▶ **Extract provided**:
I have focuses on the psychological aspects of sexual and rectal dysfunction because that is most common, but it is important not to ignore the possibility of a physical illness affecting both.  Unless you have obvious symptoms such as discharge or bleeding, it is unlikely that you have any other disease, through some possibilities need to be considered.  Endometriosis often causes pain especially at the time of menstruation, though has a disturbance in the motility of the Fallopian tube  analogous to the disturbances in colonic motility in IBS allowed the shed endometrium to be reflux end through the tubes and stick to loops of intestine?  Ovarian cysts might conceivably make sex uncomfortable and can be associated with bloating.  Polycystic ovaries (Stein Leventhal syndrome) can impair sexual function, cause infertility and often IBS.  And recent research suggests that disturbances in elastic tissue associated with double jointedness (Ehlers Danlos Syndrome) may make sex difficult and induce constipation.  But common things occur commonly and the connections between a person’s experience, their emotion and pelvic function would seem to occur much more frequently.

▶ **Data listing**:
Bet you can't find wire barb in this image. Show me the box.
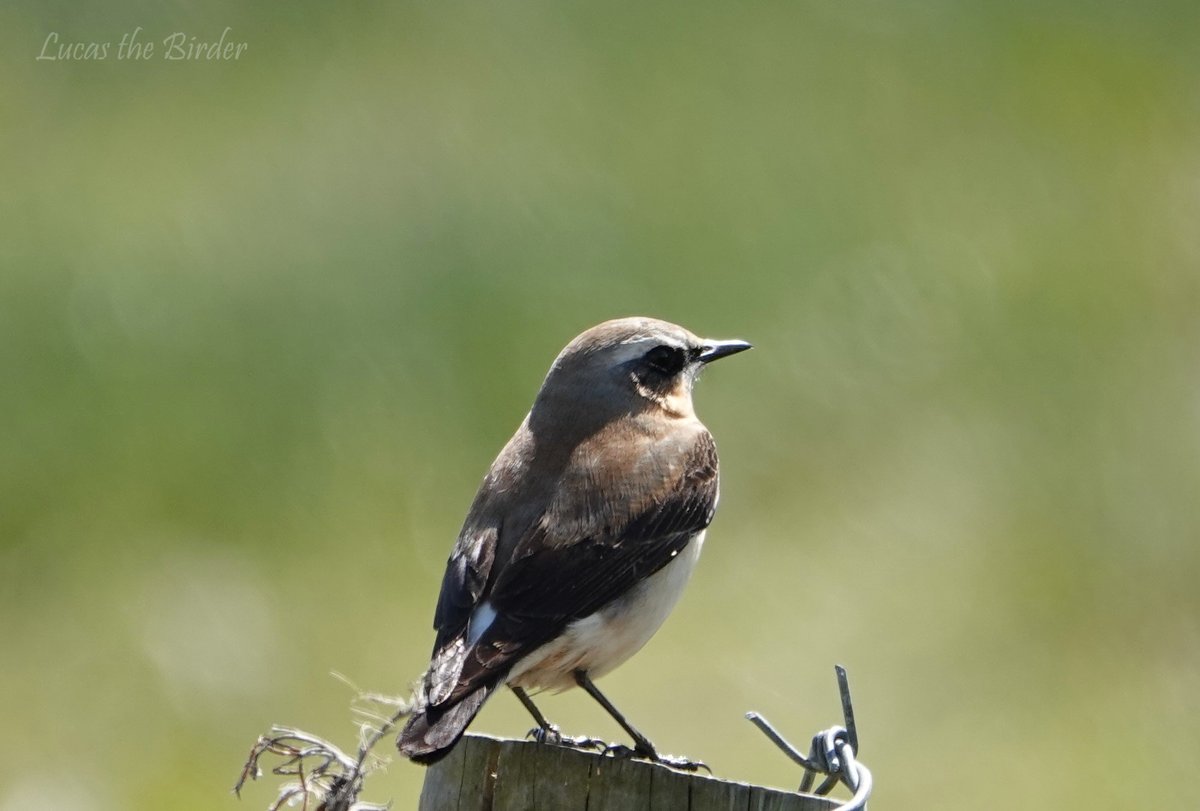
[746,665,875,811]
[233,692,412,811]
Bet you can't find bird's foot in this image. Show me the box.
[526,723,608,752]
[604,744,713,774]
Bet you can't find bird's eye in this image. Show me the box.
[646,344,688,377]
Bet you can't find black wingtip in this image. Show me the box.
[396,686,492,765]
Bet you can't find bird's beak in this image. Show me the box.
[696,341,751,364]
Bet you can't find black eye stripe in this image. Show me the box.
[646,344,688,376]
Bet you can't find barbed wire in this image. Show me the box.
[233,673,412,811]
[746,665,875,811]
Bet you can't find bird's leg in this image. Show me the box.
[575,671,712,773]
[509,684,606,750]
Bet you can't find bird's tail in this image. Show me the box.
[396,683,496,764]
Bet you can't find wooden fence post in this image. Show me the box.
[420,734,838,811]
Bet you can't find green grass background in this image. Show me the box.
[0,0,1200,811]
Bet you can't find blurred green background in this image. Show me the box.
[0,0,1200,811]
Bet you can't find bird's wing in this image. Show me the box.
[437,431,718,698]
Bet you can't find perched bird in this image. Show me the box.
[397,318,750,768]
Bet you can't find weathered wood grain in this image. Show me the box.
[420,735,838,811]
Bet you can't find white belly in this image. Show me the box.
[508,531,704,690]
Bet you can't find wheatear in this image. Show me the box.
[397,318,750,765]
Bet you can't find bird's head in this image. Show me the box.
[538,318,750,419]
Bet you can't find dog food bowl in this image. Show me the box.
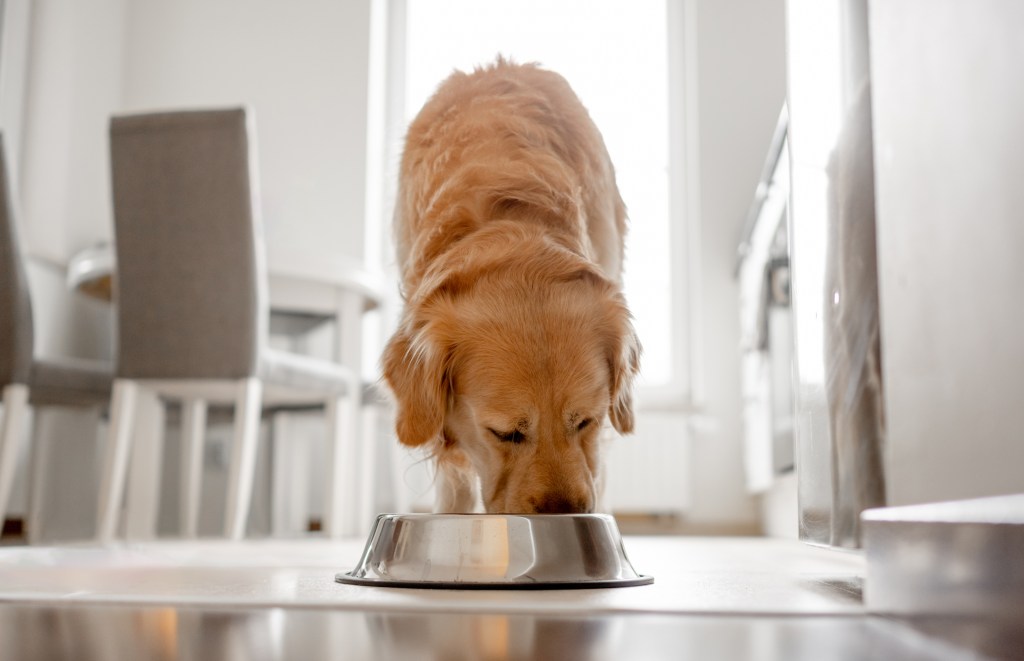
[336,514,654,589]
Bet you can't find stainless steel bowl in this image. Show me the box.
[337,514,654,589]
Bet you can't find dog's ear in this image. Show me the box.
[381,319,450,446]
[608,308,641,434]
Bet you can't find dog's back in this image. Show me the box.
[394,58,626,295]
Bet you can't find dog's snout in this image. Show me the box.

▶ **Study questions**:
[a] Summarize the text on physical causes of sexual and rectal dysfunction in two sentences.
[b] Extend the text on physical causes of sexual and rectal dysfunction, picking up after its last sentence.
The material comes from a different source than the text.

▶ **Task-by-task answers**:
[a] Psychological aspects of sexual and rectal dysfunction are the most common, but physical illness should not be ignored, and possibilities such as endometriosis, ovarian cysts, polycystic ovaries, and Ehlers Danlos syndrome need to be considered. Still, common things occur commonly, and connections between a person's experience, emotion, and pelvic function seem to occur much more frequently.

[b]
For most people, the reversal of sexual and bowel function requires first an acknowledgment of the problem and then working with the body by rhythmic movements, walking, dancing, eye movement desensitization, tapping on acupuncture points, drawing , making music, whatever works for the individual to gain a confident sense of their own identity that will enable them to explore and talk about what has happened.  In time, with this approach, the emotional tension may wear away and body relax and begin to function normally, but sometimes it may require a person to feel strong enough to remove themselves from a situation that retraumatises them.  See ‘Don’t be a victim, be a survivor’ and  ‘Take Back Control of Your Life’.         

23 comments on “Sex and The Irritable Bowel

  1. Chris
    July 16, 2016

    I’m male with diagnosed IBS symptoms. part of which gives me bladder/urinary tract pain. After climax these can become very sore. Don’t always experience pleasure at climax either, which I put down to smooth muscle problems too. Of course, when abdominal discomfort is flaring that kills sex drive. Lots of IBS info seems aimed at women. Know statistically females suffer from the condition in greater numbers however men are destroyed by IBS too.

    Like

    • nickwread
      July 17, 2016

      Thank you, Chris. You are correct of course. IBS does not only kill sex drive in women, it affects men too. Do you know when this is particularly bad? Are there any particular circumstances or context that makes it worse?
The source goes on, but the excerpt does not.